TASK INSTRUCTIONS> The records that follow are to be repeated exactly, without any pictures.

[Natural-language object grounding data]
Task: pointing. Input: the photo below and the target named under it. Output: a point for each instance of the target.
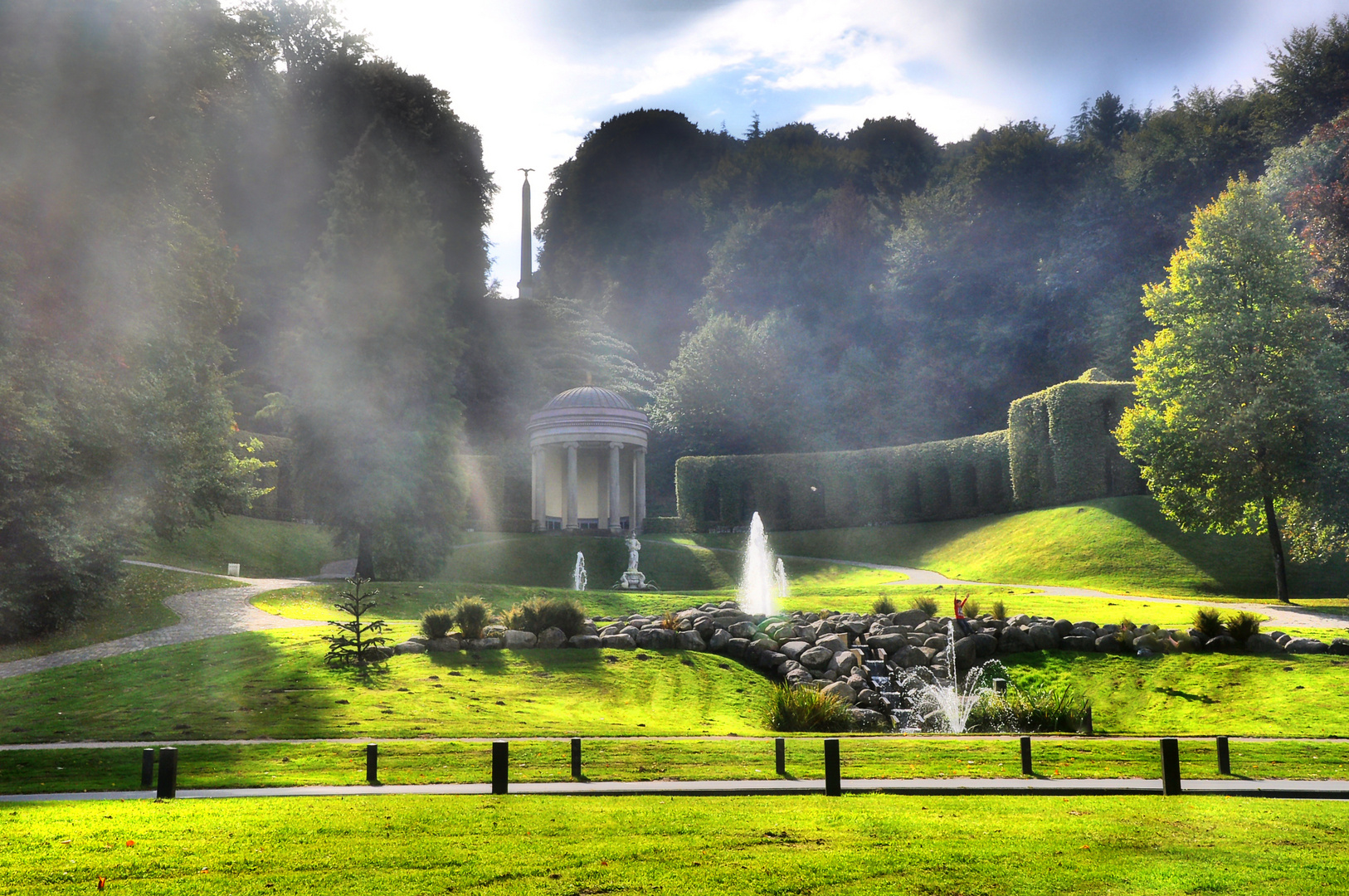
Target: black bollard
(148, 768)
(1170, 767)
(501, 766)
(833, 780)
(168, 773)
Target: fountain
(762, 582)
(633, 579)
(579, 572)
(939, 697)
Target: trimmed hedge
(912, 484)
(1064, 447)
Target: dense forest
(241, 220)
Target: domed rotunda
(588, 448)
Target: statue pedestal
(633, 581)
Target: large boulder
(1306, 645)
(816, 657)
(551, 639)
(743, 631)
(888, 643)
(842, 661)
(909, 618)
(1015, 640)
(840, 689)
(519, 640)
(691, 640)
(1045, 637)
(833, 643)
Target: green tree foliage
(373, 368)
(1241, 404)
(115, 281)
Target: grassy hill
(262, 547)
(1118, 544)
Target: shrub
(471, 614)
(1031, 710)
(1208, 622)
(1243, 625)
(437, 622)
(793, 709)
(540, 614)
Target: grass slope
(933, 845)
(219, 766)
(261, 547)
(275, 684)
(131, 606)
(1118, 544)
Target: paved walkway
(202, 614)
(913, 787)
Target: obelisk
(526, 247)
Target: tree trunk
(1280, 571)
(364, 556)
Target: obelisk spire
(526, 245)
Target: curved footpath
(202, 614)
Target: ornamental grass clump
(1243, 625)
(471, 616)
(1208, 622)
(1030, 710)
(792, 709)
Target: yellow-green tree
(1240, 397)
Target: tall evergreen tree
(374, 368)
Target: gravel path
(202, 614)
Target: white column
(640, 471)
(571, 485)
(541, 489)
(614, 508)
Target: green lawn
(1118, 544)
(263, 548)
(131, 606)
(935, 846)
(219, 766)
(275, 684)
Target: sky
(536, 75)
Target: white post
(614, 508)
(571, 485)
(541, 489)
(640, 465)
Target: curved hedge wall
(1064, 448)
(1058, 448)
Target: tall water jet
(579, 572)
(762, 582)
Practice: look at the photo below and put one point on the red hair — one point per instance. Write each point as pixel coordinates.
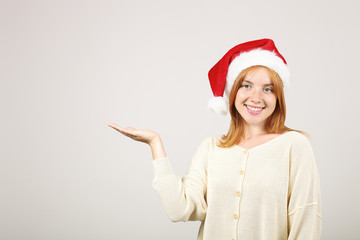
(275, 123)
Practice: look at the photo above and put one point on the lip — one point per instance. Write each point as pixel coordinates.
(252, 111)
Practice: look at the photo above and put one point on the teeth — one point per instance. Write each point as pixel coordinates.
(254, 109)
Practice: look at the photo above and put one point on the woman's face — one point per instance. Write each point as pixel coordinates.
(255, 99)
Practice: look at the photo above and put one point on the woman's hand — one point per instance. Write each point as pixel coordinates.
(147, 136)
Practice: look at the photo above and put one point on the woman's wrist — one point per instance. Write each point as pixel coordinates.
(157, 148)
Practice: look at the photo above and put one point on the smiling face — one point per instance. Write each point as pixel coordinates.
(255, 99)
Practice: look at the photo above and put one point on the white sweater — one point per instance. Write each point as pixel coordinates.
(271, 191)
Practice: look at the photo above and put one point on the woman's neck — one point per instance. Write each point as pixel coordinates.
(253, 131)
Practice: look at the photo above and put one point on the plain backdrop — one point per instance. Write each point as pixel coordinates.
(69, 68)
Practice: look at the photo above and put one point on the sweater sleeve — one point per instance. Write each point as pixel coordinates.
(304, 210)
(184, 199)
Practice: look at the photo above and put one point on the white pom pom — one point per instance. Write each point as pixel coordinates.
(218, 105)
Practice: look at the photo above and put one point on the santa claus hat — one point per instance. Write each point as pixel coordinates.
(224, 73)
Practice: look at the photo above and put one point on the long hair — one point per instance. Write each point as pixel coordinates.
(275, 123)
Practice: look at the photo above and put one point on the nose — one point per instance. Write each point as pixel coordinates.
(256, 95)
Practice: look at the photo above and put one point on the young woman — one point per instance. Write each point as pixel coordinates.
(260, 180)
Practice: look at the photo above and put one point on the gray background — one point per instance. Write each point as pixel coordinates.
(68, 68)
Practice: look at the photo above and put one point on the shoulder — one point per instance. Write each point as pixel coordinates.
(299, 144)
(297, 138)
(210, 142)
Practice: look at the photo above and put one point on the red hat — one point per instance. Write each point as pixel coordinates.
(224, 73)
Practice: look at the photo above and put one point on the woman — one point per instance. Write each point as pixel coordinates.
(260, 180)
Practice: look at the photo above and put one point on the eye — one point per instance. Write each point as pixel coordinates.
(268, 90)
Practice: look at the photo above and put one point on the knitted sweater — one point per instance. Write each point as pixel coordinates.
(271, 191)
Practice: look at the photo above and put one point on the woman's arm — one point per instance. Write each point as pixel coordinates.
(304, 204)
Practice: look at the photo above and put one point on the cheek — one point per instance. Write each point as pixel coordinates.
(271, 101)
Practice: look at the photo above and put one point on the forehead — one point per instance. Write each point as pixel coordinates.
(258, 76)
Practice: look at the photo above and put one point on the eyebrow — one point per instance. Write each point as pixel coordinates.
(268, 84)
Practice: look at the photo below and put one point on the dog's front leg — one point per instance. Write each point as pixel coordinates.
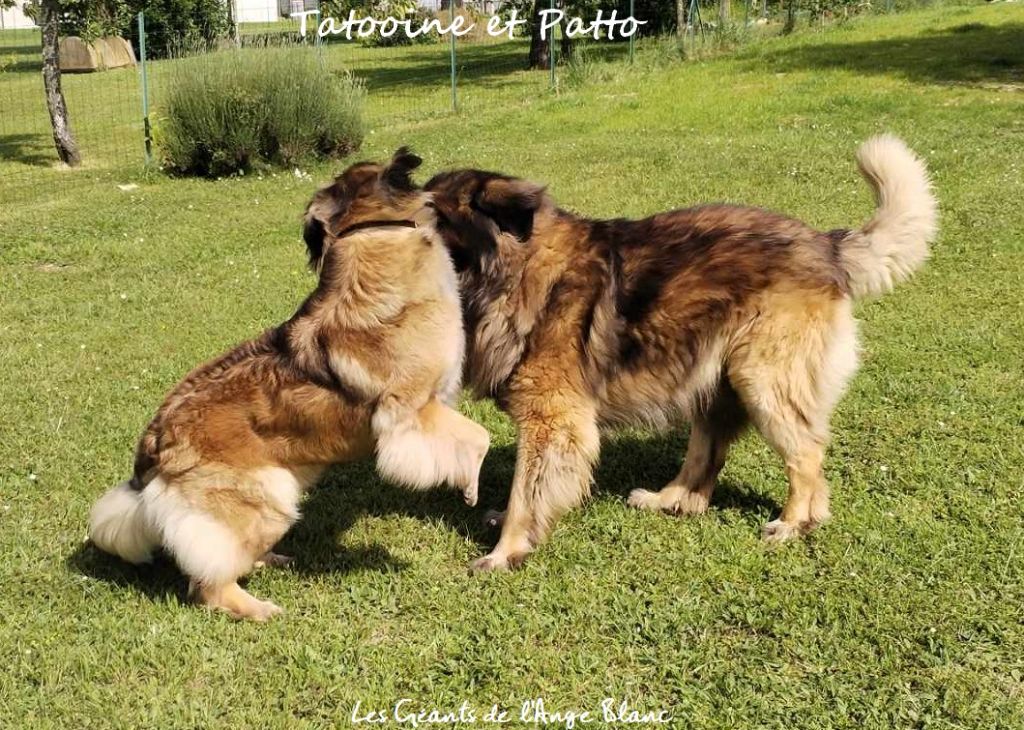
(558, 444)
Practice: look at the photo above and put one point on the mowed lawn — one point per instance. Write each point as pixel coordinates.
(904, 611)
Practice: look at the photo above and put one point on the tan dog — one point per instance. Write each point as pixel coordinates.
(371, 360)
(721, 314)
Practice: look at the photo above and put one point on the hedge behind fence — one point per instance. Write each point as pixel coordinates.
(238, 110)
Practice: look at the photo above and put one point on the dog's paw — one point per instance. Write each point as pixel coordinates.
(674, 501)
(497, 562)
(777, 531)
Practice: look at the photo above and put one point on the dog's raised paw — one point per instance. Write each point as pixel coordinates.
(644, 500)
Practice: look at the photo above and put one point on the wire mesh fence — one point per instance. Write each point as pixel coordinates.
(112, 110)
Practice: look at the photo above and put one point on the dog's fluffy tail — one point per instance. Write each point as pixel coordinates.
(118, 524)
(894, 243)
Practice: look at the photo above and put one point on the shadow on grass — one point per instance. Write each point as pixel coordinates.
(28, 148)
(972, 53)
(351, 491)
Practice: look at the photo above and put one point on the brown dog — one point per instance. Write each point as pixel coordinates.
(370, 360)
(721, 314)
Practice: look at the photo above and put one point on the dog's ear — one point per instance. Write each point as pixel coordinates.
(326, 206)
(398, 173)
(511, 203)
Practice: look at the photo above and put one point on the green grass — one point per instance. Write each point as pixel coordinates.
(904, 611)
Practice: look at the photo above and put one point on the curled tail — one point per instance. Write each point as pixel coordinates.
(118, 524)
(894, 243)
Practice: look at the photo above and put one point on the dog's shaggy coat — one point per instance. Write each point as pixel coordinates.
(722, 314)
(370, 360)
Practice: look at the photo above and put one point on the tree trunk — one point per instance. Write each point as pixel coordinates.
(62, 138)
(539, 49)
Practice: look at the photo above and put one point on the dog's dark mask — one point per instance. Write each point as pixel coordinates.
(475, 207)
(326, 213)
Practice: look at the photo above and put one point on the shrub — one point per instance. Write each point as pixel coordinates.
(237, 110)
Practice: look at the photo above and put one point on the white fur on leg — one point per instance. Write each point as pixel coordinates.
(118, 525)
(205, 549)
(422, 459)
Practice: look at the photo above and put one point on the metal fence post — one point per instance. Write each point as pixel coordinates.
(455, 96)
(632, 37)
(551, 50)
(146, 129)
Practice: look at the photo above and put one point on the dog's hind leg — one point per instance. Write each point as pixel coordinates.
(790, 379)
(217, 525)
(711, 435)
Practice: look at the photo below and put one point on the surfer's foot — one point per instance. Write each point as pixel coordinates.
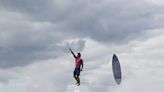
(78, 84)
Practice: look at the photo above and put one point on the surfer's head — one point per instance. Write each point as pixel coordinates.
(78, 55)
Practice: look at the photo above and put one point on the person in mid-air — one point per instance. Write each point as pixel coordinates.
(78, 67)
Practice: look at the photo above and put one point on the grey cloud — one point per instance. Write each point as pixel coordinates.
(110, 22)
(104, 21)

PROBLEM SOLUTION>
Task: pointing. Input: the photo below and the target named under it. Output: a point for each instance of the target.
Target: black bollard
(148, 768)
(1170, 767)
(501, 766)
(833, 780)
(168, 773)
Target: fountain
(762, 582)
(633, 579)
(579, 572)
(939, 697)
Target: trimmed hedge
(912, 484)
(1064, 447)
Target: dense forest
(241, 220)
Target: domed rotunda
(588, 448)
Target: statue pedestal
(633, 581)
Target: large boulder
(1306, 645)
(816, 657)
(551, 639)
(743, 631)
(888, 643)
(842, 661)
(909, 618)
(1015, 640)
(840, 689)
(519, 640)
(691, 640)
(1045, 637)
(833, 643)
Target: green tree foliage
(373, 368)
(1241, 404)
(115, 281)
Target: grassy hill
(262, 547)
(1118, 544)
Target: shrub
(471, 614)
(1031, 710)
(1208, 622)
(1243, 625)
(437, 622)
(793, 709)
(540, 614)
Target: grass slope
(933, 845)
(219, 766)
(261, 547)
(275, 684)
(131, 606)
(1118, 544)
Target: paved walkway
(202, 614)
(913, 787)
Target: obelisk
(526, 247)
Target: tree trunk
(1280, 571)
(364, 556)
Target: obelisk spire
(526, 245)
Target: curved footpath
(202, 614)
Target: ornamental grass clump
(1243, 625)
(471, 616)
(1208, 622)
(1030, 710)
(792, 709)
Target: yellow-green tree
(1240, 397)
Target: tall evergreen tree
(374, 368)
Target: gravel path
(202, 614)
Target: white column
(640, 471)
(571, 485)
(541, 489)
(614, 508)
Target: green lawn
(1118, 544)
(263, 548)
(131, 606)
(935, 846)
(219, 766)
(275, 684)
Target: sky
(536, 75)
Target: white post
(614, 508)
(571, 485)
(541, 489)
(640, 465)
Target: curved hedge wall
(1064, 448)
(1058, 448)
Target: tall water jet
(579, 572)
(762, 582)
Practice: look at the photo below and put one point on the red hair — one point per instance. Write each point as pixel coordinates.
(275, 123)
Practice: look at the photo above and put one point on the lip — one point per instance. Write each point as pixel coordinates.
(252, 111)
Practice: look at the photo above and put one point on the teeth — one point per instance. Write each point as pixel coordinates.
(254, 109)
Practice: look at the photo above and put one point on the woman's face — one point per instance. Write each point as pixel coordinates.
(255, 99)
Practice: look at the photo above and put one point on the woman's hand — one point per instance. Write each point as pixel coordinates.
(147, 136)
Practice: look at the photo above and put one point on the woman's wrist — one point per instance. Write each point as pixel coordinates.
(157, 148)
Practice: look at the photo above and put one point on the smiling face — one point per instance. Write each point as pixel coordinates.
(255, 99)
Practice: look at the photo above and put one point on the white sweater — one point per instance. Write each point as pixel coordinates.
(271, 191)
Practice: look at the photo above and put one point on the woman's neck — one point per instance. Write each point as pixel coordinates.
(253, 131)
Practice: look at the photo above and put one point on the plain backdrop — one point per instance. Write each point as pixel coordinates.
(69, 68)
Practice: look at the photo above and put one point on the sweater sleeve — one point per instance. Write each point as pixel coordinates.
(304, 210)
(184, 199)
Practice: look at the photo above and put one point on the white pom pom — one point per instance. Write each point as pixel coordinates.
(218, 105)
Practice: look at the photo above and put one point on the santa claus hat — one point per instance. Write each point as pixel coordinates.
(224, 73)
Practice: look at the photo above and put one point on the long hair — one point per instance. Write each point as pixel coordinates.
(275, 123)
Practice: look at the photo above and put one point on the nose — one point per instance. Write each point as pixel coordinates.
(256, 95)
Practice: look at the photo above and put one point on the young woman — one point per instance. Write each point as pixel coordinates.
(260, 180)
Practice: look at the photo above and put one point on the gray background — one point per instance. Write each point as pixel coordinates.
(68, 68)
Practice: look at the photo above and put one point on the shoulder — one point per instance. Write each point as pixel coordinates.
(299, 144)
(297, 138)
(210, 142)
Practice: look at the photo above and put one point on the red hat — one point per instance. Write each point as pixel coordinates.
(224, 73)
Practice: look at the photo above and put one point on the woman — one point per instance. Write each point as pixel coordinates.
(260, 180)
Practice: look at the photo above and put one point on the eye — one point per instance. Write each point as pixel coordinates.
(268, 90)
Practice: look at the photo above and put one point on the knitted sweater — one point per instance. Write each point as pixel coordinates.
(271, 191)
Practice: look at the photo above and put one point on the woman's arm — one point per instance. Write each point as pixel coordinates.
(304, 204)
Practice: look at the photo above and put one point on the cheek — one point per instance. Write each point as pixel coordinates.
(271, 101)
Practice: look at the photo above and put one point on the forehead — one point per instance. Write each point as pixel coordinates.
(258, 76)
Practice: look at the photo above and put one point on the eyebrow — one point per instance. Write each point as pixel coordinates.
(268, 84)
Practice: look at the photo below and put one point on the dog's front leg — one point per instance. Write each point as pixel coordinates.
(558, 444)
Practice: look at the photo above and put one point on the mowed lawn — one point per instance. Write each point as pixel coordinates.
(904, 611)
Practice: look at the photo above and put one point on the tan dog — one point per instance. Write each point as pixel coordinates.
(371, 360)
(721, 314)
Practice: look at the photo above and put one point on the hedge behind fence — one point per instance. Write each point as pixel coordinates.
(238, 110)
Practice: look at the photo above and put one point on the dog's paw — one point per instance. Write each point as pixel coordinates.
(674, 501)
(497, 562)
(777, 531)
Practice: look at the photo above and put one point on the dog's raised paw — one point per instance. Write each point as pixel coordinates.
(644, 500)
Practice: look at the photo above and put one point on the wire mesh fence — one point per instance. Write each point as pixel coordinates.
(112, 110)
Practice: look at the photo above and put one point on the dog's fluffy tail — one point per instance. Write each point as pixel coordinates.
(118, 524)
(894, 243)
Practice: look at the photo above and put one point on the shadow on grass — one point per instance. Write each point as pixel coordinates.
(28, 148)
(972, 53)
(351, 491)
Practice: look at the photo above and put one point on the brown dog — one point per instance. Write each point as pixel coordinates.
(370, 360)
(721, 314)
Practice: look at the photo above and put one point on the dog's ear — one point per instance. Write each point as pixel coordinates.
(326, 206)
(398, 173)
(511, 203)
Practice: look at the photo above and put one point on the green grass — one point per instance. Write each point as pixel coordinates.
(904, 611)
Practice: look at the photo above and put one point on the curled tail — one point per instance. Write each point as pixel coordinates.
(118, 524)
(894, 243)
Practice: look at the photo above and put one point on the dog's shaggy coat — one point per instance. Write each point as pixel coordinates.
(722, 314)
(370, 360)
Practice: look at the photo above and put one point on the tree trunk — one point per instance. Write each point as pixel coordinates.
(62, 138)
(539, 49)
Practice: look at the photo above and put one point on the dog's dark mask — one point per instance. Write each point as pixel coordinates.
(475, 207)
(326, 213)
Practice: look at the photo above and put one point on the shrub — one point per instance. Write each point as pixel coordinates.
(237, 110)
Practice: look at the photo above and put one point on the white fur on leg — one point per instance. Write each point as pixel coordinates.
(118, 525)
(205, 549)
(422, 459)
Practice: look at the photo above and put one point on the metal fence post — one point per instance. Write each point as pixel coordinates.
(455, 96)
(632, 37)
(551, 50)
(146, 129)
Practice: look at the photo above and put one point on the dog's hind leg — one point per instance. Write each point as pixel coordinates.
(790, 379)
(217, 525)
(711, 435)
Practice: look at the photo below and put one point on the surfer's foot — one point per instance. Write each point as pixel coordinates.
(78, 84)
Practice: look at the photo above and put one point on the surfer's head — one point per instance. Write each point as pixel coordinates.
(78, 55)
Practice: look at the photo above and put one point on the person in mid-air — one point per instance. Write each point as pixel coordinates.
(78, 67)
Practice: look at the photo above and put one point on the grey cloud — one point per instance. Write each point as pixel coordinates.
(110, 22)
(104, 21)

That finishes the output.